BRIEF: A word-for-word copy of the records is needed, with every picture left out.

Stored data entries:
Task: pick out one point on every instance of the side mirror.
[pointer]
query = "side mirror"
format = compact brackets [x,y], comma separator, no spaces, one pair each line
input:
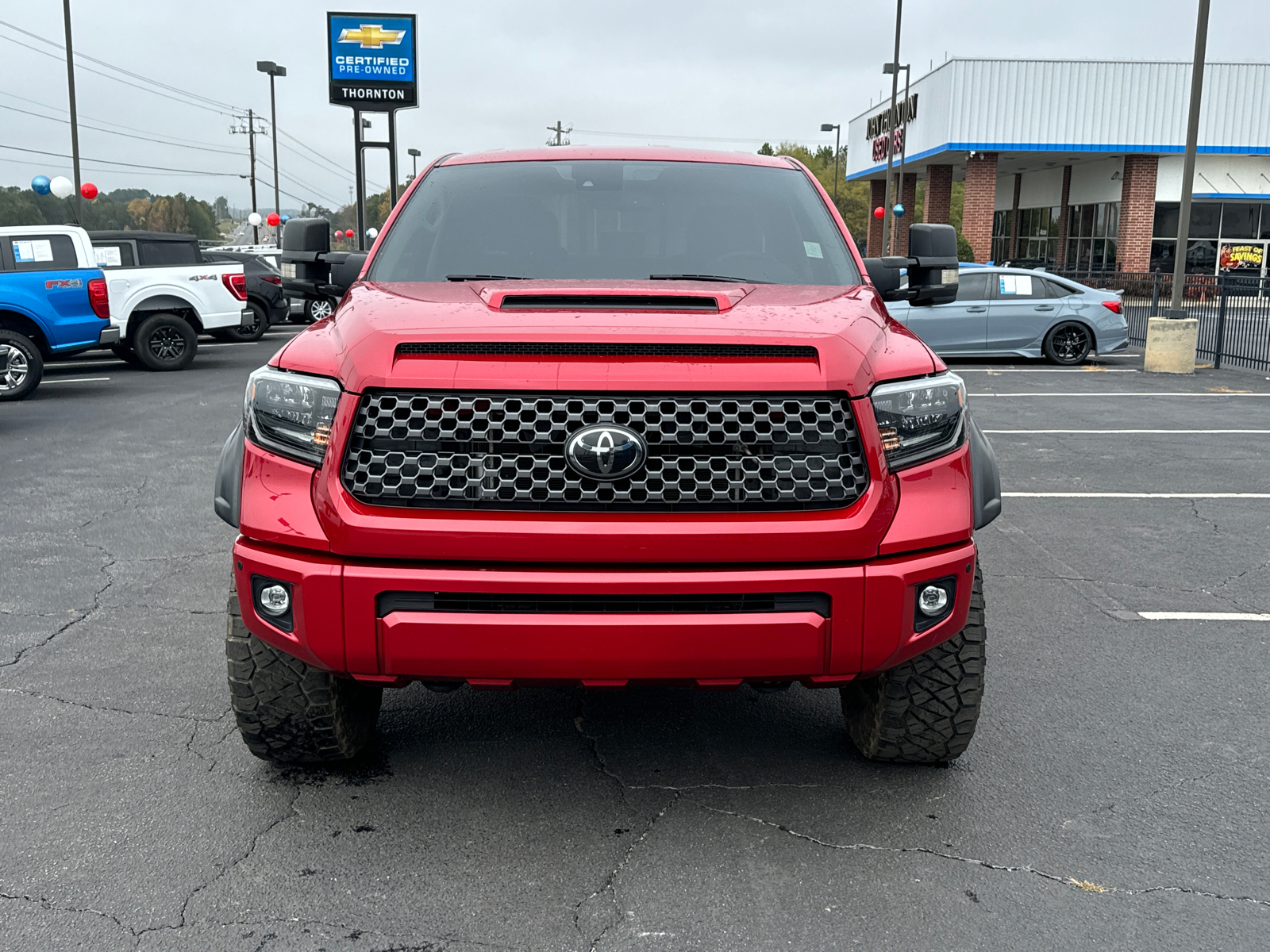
[933,272]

EXERCISE OUTPUT:
Task: pick out one point on every instance of the side mirror.
[pointer]
query = "side mirror"
format = compact brackets [x,y], comma separator, no spaces, one pair each line
input:
[933,272]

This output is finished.